Passage to read |
___

We are having repeated issues with Processors (two of them in particular) getting hung randomly in a 2 node deployment. New events still make their way to the domain_event_entry table, but the processors will end up unable to update their token.
QuartzDeadlineManager (non-clustered, I have tried to change the clustering in our QA environment, and that has not resolved the issue)
IntervalRetryScheduler (single thread scheduled executor)
The underlying DB is MySql Aurora. I did notice that the default transaction isolation level is REPEATABLE_READ instead of READ_COMMITTED. I am in the process of changing this and running tests to see if that is the issue.
In the meantime, I was able to re-create one of the hung processors in QA. It was due to a deadlock in the database. Running
show engine innodb status
yeilded the following:
—TRANSACTION 1206527554, ACTIVE 37 sec starting index read
mysql tables in use 1, locked 1
LOCK WAIT 2 lock struct(s), heap size 376, 1 row lock(s)
MySQL thread id 85499, OS thread handle 0x2ab972fc6700, query id 318671615 appuser statistics
select tokenentry0_.processor_name as processo1_26_0_, tokenentry0_.segment as segment2_26_0_, tokenentry0_.owner as owner3_26_0_, tokenentry0_.timestamp as timestam4_26_0_, tokenentry0_.token as token5_26_0_, tokenentry0_.token_type as token_ty6_26_0_ from token_entry tokenentry0_ where tokenentry0_.processor_name=‘MySagaProcessor’ and tokenentry0_.segment=0 for update
------- TRX HAS BEEN WAITING 37 SEC FOR THIS LOCK TO BE GRANTED:
RECORD LOCKS space id 417 page no 120 n bits 3 index
PRIMARY of table
token_entry trx id 1206527554 lock_mode X locks rec but not gap waiting
Record lock, heap no 3 PHYSICAL RECORD: n_fields 8; compact format; info bits 0
So the saga processor was trying to update its token, which caused a DB deadlock and hung that Processor for hours. It finally cleared out on its own, which I assume at this point is due to a pre-configured DB timeout.

___

Supplied information |
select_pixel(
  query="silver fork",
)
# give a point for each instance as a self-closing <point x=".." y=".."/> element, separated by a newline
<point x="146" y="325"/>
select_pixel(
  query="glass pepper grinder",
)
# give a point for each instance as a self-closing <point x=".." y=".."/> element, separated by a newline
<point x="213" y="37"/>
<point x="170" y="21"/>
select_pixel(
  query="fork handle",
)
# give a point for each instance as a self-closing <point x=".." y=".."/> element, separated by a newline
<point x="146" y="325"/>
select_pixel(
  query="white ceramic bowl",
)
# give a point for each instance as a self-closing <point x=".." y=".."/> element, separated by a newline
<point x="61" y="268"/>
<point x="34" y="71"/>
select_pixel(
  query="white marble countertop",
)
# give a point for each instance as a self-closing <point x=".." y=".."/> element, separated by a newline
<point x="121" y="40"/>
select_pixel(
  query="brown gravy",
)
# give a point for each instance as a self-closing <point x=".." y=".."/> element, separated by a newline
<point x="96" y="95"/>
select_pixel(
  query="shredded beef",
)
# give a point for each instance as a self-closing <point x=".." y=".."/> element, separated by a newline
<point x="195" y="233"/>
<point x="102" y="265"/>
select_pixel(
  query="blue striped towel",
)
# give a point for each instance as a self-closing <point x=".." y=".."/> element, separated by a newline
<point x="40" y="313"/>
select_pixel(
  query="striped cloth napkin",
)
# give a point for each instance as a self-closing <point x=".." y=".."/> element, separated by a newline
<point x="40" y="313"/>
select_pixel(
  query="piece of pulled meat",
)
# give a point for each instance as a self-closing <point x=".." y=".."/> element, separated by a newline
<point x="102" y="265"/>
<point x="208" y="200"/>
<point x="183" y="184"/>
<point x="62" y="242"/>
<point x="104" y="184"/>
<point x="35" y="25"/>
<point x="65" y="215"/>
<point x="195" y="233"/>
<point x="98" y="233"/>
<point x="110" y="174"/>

___

The task | Resume the forum post about the hung event processors, picking up right after its final sentence.

Answer |
The domain_event_entry table has a little over 1M entries at this point. My current working theory of the problem this: ProcessorA is on instance 1, and ProcessorB is on instance 2. ProcessorA goes to update its token entry, at more or less the same time that ProcessorB attempts to do the same. Then, because the transaction isolation level is set to REPEATABLE_READ, enough rows get locked on the domain_event_entry table by ProcessorA, that it causes ProcessorB's attempt to update its token to timeout (though I don't know why the timeout would take hours to clear out). Does this hypothesis seem plausible? Obviously, the select statement above is not doing any joins to the domain_event_entry table, but I can't understand why a simple update of the tracking token for a Processor would hang it for multiple hours.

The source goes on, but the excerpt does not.